- Short task
Rewrite the lines starting at the one containing "Practice step: pin every instance of the green" and ending at the one containing "577), (585, 586)]", both included, with every point coordinate in the answers multiplied by 0.8 and rounded to a whole number, halves rounding up. Leave the requests and the sample coordinates in them unchanged.

(Photo object pointing records)
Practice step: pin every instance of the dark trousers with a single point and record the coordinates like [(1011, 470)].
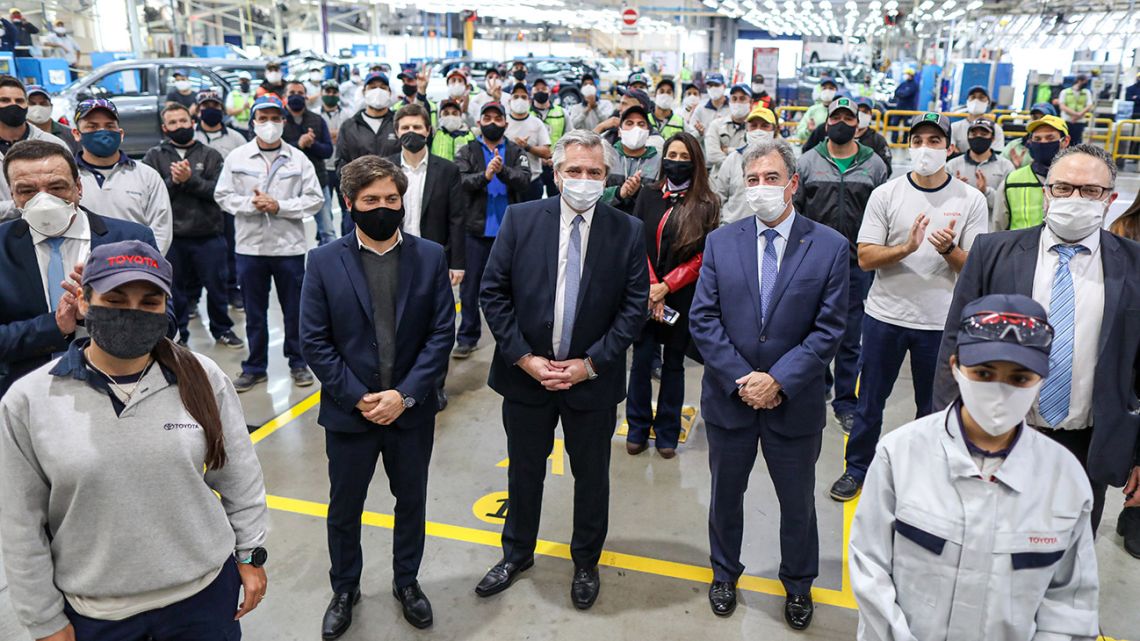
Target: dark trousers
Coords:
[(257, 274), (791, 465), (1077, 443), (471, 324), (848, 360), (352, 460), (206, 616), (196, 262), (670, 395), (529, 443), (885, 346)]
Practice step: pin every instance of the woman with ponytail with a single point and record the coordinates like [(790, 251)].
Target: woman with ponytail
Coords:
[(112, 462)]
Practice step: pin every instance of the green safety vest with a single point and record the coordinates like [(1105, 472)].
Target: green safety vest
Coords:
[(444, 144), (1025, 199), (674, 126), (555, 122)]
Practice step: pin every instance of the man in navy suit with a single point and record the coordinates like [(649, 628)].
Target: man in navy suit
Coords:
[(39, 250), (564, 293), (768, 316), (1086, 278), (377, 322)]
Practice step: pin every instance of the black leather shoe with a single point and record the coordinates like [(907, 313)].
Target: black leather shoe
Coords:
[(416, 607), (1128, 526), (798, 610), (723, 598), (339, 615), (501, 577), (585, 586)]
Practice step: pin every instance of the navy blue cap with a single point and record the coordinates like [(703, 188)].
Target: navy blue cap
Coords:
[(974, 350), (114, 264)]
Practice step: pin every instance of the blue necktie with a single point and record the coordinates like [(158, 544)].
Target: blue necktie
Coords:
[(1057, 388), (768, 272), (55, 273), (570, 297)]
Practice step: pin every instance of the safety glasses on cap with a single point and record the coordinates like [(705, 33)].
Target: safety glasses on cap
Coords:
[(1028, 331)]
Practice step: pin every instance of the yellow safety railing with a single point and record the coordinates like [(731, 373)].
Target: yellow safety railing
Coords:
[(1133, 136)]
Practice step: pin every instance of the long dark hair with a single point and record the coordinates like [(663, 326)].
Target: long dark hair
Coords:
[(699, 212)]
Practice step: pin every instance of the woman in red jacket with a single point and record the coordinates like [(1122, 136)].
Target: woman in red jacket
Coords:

- Full output
Practice step: pin every instance of the green safety vest with a single point and record the coordinates like [(1105, 472)].
Target: green safety vest
Coords:
[(355, 115), (820, 159), (539, 101), (444, 98)]
Practice step: pin every instance of the man in navy suit with a single point and record the coordinates like [(649, 628)].
Target: man in navy suit
Coords:
[(31, 200), (451, 234), (614, 253), (869, 222), (302, 258)]
Practice step: pin every instance of the black leather shoe with a single point and record the coordinates like [(907, 313)].
Target: black leather shoe
Coords:
[(333, 486), (902, 421), (638, 488), (578, 478), (271, 492), (401, 462), (468, 469)]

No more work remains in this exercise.